「毒ヘパリン」番外—「わが国は欧米と共同で薬品安全監督管理を推進する」

     中国食品商務網 2008年02月29日
     4名患者使用美国百特公司所産肝素?后死亡(?は金へんに内)

米国バクスター製ヘパリン使用後に患者4名死亡


2008年2月11日、米バクスター製「ヘパリン」による薬品不良事件が起こったと、
米国食品医薬品局(FDA)より国家食品薬品監督管理局に通報があった。
その薬品の一部に、わが国江蘇省常州凱普生物化学有限公司が製造した原料が
使われているとのことである。
これを受けて、国家食品薬品監督管理局は関係部門が会合し、
関係企業の調査を行った。近日中に結果が公告される。


調査によると、バクスターに原料を供給していた常州凱普生物化学有限公司
米サイエンティフィック・プロテイン・ラボラトリーズ(SPL)と常州天普公司
合弁企業として1999年12月13日に設立され、薬品生産企業としては登記されておらず、
法定代表人は米国人であり、出資割合は SPL 55%、常州天普45%となっている。

## [抽出情報]
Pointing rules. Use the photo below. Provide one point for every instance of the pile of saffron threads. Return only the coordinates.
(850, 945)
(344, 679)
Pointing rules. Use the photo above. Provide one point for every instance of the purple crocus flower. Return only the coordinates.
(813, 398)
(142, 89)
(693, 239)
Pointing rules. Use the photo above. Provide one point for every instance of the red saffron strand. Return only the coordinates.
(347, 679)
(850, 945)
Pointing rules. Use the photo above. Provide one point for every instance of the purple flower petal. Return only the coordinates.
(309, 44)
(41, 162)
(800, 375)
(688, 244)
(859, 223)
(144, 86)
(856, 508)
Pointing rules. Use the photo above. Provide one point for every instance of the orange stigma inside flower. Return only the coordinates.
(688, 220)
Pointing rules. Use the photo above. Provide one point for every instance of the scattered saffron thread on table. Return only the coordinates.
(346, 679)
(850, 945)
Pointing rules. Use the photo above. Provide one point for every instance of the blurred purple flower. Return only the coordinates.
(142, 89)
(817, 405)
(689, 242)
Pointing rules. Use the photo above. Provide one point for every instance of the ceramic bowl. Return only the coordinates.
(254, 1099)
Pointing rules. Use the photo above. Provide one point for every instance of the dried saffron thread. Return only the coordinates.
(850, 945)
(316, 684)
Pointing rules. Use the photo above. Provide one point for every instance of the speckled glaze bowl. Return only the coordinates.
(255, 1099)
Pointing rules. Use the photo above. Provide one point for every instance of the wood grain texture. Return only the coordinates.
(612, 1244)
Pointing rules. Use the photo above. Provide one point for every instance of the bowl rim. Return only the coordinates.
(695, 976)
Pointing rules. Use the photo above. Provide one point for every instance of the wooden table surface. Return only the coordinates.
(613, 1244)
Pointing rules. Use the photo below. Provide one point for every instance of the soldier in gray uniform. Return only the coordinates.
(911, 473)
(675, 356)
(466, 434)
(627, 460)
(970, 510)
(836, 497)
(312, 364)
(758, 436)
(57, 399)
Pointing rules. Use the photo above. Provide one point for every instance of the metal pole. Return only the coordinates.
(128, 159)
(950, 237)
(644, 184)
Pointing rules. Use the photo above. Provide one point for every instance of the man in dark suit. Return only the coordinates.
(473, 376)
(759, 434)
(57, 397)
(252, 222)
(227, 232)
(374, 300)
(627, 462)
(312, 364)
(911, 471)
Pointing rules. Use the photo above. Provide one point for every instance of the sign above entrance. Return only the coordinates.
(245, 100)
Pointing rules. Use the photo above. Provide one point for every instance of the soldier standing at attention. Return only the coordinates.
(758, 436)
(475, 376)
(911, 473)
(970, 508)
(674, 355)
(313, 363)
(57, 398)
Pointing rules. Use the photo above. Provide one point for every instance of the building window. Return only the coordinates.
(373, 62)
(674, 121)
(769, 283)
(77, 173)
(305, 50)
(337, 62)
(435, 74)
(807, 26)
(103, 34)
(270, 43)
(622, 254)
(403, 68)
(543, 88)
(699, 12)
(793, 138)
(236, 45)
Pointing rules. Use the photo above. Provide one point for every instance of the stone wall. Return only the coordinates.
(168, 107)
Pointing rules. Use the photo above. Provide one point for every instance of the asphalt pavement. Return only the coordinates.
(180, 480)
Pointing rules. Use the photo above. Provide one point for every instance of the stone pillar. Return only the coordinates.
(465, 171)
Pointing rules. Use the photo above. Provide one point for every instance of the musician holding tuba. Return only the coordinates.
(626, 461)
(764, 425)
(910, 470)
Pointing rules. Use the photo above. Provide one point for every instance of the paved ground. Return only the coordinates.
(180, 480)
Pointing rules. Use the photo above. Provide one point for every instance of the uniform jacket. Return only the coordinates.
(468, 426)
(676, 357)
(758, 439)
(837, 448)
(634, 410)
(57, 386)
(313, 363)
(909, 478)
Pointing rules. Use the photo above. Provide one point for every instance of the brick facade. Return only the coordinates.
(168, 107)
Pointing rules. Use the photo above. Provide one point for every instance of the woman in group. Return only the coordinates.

## [課題内容]
上に掲げた演習テキストを、一字一句変えずに全文複製せよ。

## [出力結果]
「毒ヘパリン」番外—「わが国は欧米と共同で薬品安全監督管理を推進する」

     中国食品商務網 2008年02月29日
     4名患者使用美国百特公司所産肝素?后死亡(?は金へんに内)

米国バクスター製ヘパリン使用後に患者4名死亡


2008年2月11日、米バクスター製「ヘパリン」による薬品不良事件が起こったと、
米国食品医薬品局(FDA)より国家食品薬品監督管理局に通報があった。
その薬品の一部に、わが国江蘇省常州凱普生物化学有限公司が製造した原料が
使われているとのことである。
これを受けて、国家食品薬品監督管理局は関係部門が会合し、
関係企業の調査を行った。近日中に結果が公告される。


調査によると、バクスターに原料を供給していた常州凱普生物化学有限公司
米サイエンティフィック・プロテイン・ラボラトリーズ(SPL)と常州天普公司
合弁企業として1999年12月13日に設立され、薬品生産企業としては登記されておらず、
法定代表人は米国人であり、出資割合は SPL 55%、常州天普45%となっている。